PROBLEM TO SOLVE = Copy the records below exactly, from the line containing "Find stone pedestal." through the line containing "left=20, top=526, right=287, bottom=569", including both of those lines.

DATASET ENTRIES =
>> begin
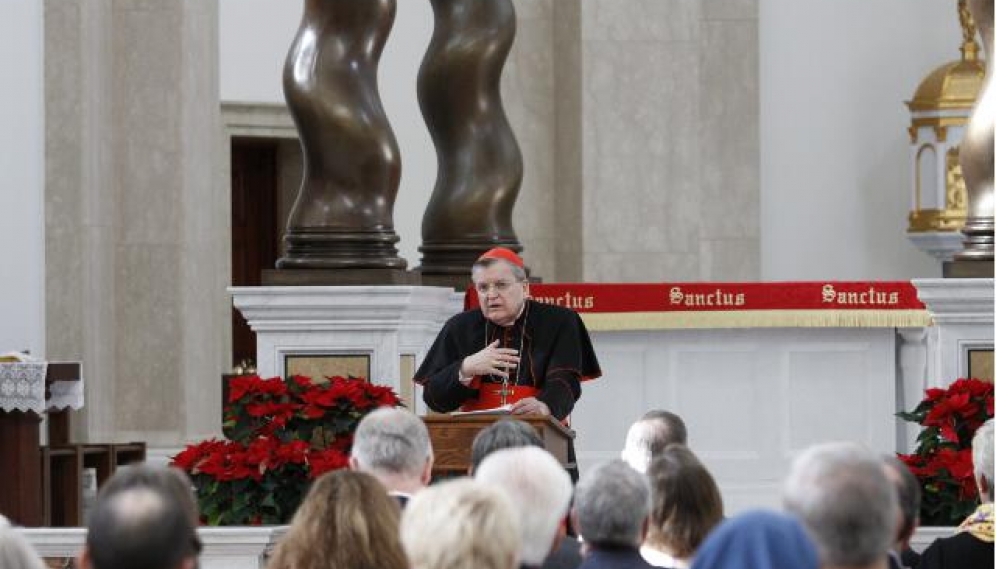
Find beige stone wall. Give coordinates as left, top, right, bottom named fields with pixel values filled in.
left=502, top=0, right=760, bottom=282
left=45, top=0, right=229, bottom=445
left=581, top=0, right=760, bottom=282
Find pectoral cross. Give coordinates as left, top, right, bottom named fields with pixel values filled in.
left=499, top=378, right=515, bottom=406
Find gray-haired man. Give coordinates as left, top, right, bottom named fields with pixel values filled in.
left=349, top=407, right=433, bottom=506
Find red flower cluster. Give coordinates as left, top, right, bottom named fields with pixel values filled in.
left=172, top=376, right=399, bottom=525
left=897, top=379, right=993, bottom=525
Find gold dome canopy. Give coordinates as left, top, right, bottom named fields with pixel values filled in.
left=906, top=1, right=986, bottom=112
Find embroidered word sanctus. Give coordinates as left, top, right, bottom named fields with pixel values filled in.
left=822, top=283, right=899, bottom=306
left=531, top=291, right=595, bottom=310
left=668, top=286, right=747, bottom=306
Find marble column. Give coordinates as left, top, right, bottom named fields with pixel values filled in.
left=45, top=0, right=230, bottom=446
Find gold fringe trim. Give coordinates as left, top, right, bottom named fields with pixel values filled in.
left=580, top=309, right=933, bottom=332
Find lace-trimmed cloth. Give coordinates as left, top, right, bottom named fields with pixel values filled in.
left=0, top=362, right=83, bottom=413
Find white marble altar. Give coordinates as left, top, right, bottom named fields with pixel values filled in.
left=228, top=286, right=462, bottom=409
left=913, top=279, right=993, bottom=387
left=19, top=526, right=287, bottom=569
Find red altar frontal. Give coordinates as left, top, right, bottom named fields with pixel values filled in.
left=465, top=281, right=930, bottom=330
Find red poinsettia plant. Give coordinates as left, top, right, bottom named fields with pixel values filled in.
left=172, top=376, right=400, bottom=525
left=896, top=379, right=993, bottom=526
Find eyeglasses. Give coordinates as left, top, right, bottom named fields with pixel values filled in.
left=474, top=281, right=522, bottom=296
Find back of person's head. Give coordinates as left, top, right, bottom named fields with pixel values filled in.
left=784, top=443, right=899, bottom=567
left=972, top=419, right=994, bottom=502
left=351, top=407, right=432, bottom=482
left=470, top=418, right=543, bottom=472
left=692, top=510, right=820, bottom=569
left=882, top=454, right=920, bottom=550
left=101, top=462, right=200, bottom=527
left=267, top=470, right=407, bottom=569
left=401, top=478, right=519, bottom=569
left=474, top=446, right=572, bottom=565
left=574, top=460, right=650, bottom=547
left=646, top=444, right=723, bottom=558
left=470, top=253, right=528, bottom=281
left=622, top=409, right=688, bottom=472
left=81, top=485, right=199, bottom=569
left=0, top=518, right=45, bottom=569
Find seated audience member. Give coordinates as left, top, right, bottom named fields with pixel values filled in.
left=78, top=484, right=200, bottom=569
left=474, top=447, right=573, bottom=569
left=640, top=444, right=723, bottom=569
left=784, top=443, right=899, bottom=569
left=882, top=454, right=920, bottom=569
left=401, top=478, right=519, bottom=569
left=470, top=418, right=543, bottom=475
left=692, top=510, right=820, bottom=569
left=572, top=460, right=653, bottom=569
left=0, top=516, right=45, bottom=569
left=349, top=407, right=432, bottom=507
left=622, top=409, right=688, bottom=472
left=470, top=418, right=581, bottom=569
left=266, top=470, right=408, bottom=569
left=101, top=462, right=200, bottom=524
left=919, top=419, right=994, bottom=569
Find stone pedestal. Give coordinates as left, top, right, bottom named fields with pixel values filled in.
left=228, top=286, right=462, bottom=412
left=913, top=278, right=993, bottom=387
left=20, top=526, right=287, bottom=569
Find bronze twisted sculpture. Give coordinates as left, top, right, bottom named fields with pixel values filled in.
left=418, top=0, right=522, bottom=280
left=277, top=0, right=406, bottom=270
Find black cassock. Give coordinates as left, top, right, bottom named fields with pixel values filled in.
left=415, top=300, right=602, bottom=420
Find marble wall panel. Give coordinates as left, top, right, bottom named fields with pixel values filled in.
left=580, top=0, right=759, bottom=281
left=45, top=0, right=222, bottom=446
left=582, top=0, right=701, bottom=42
left=551, top=0, right=584, bottom=282
left=698, top=237, right=761, bottom=282
left=112, top=2, right=183, bottom=245
left=699, top=20, right=760, bottom=238
left=114, top=244, right=185, bottom=439
left=44, top=2, right=84, bottom=359
left=583, top=253, right=699, bottom=282
left=502, top=0, right=555, bottom=279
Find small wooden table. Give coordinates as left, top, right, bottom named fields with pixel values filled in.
left=0, top=362, right=82, bottom=527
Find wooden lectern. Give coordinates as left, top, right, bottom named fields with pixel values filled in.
left=422, top=415, right=574, bottom=476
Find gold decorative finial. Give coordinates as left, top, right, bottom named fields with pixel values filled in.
left=958, top=0, right=979, bottom=61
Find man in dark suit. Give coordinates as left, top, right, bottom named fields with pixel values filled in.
left=474, top=446, right=576, bottom=569
left=349, top=407, right=433, bottom=507
left=470, top=418, right=581, bottom=569
left=572, top=460, right=653, bottom=569
left=784, top=443, right=900, bottom=569
left=882, top=454, right=920, bottom=569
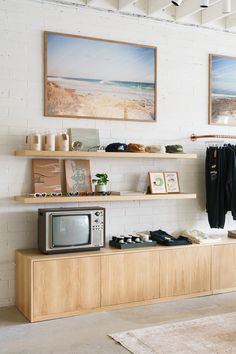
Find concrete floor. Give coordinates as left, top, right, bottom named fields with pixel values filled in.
left=0, top=293, right=236, bottom=354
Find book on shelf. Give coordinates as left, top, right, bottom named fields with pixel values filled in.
left=111, top=190, right=146, bottom=195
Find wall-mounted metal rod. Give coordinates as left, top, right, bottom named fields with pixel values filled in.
left=190, top=134, right=236, bottom=141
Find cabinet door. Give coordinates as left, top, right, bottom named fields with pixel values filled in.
left=212, top=245, right=236, bottom=290
left=101, top=251, right=159, bottom=306
left=160, top=246, right=211, bottom=298
left=33, top=257, right=100, bottom=317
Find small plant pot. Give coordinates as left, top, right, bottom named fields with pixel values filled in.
left=95, top=184, right=107, bottom=193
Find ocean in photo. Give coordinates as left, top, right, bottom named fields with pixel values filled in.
left=48, top=76, right=155, bottom=101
>> end
TASK RESULT =
Find stone pedestal. Give coordinates as left, top, right, bottom named fields with pixel values filled in.
left=228, top=286, right=462, bottom=412
left=913, top=278, right=993, bottom=387
left=20, top=526, right=287, bottom=569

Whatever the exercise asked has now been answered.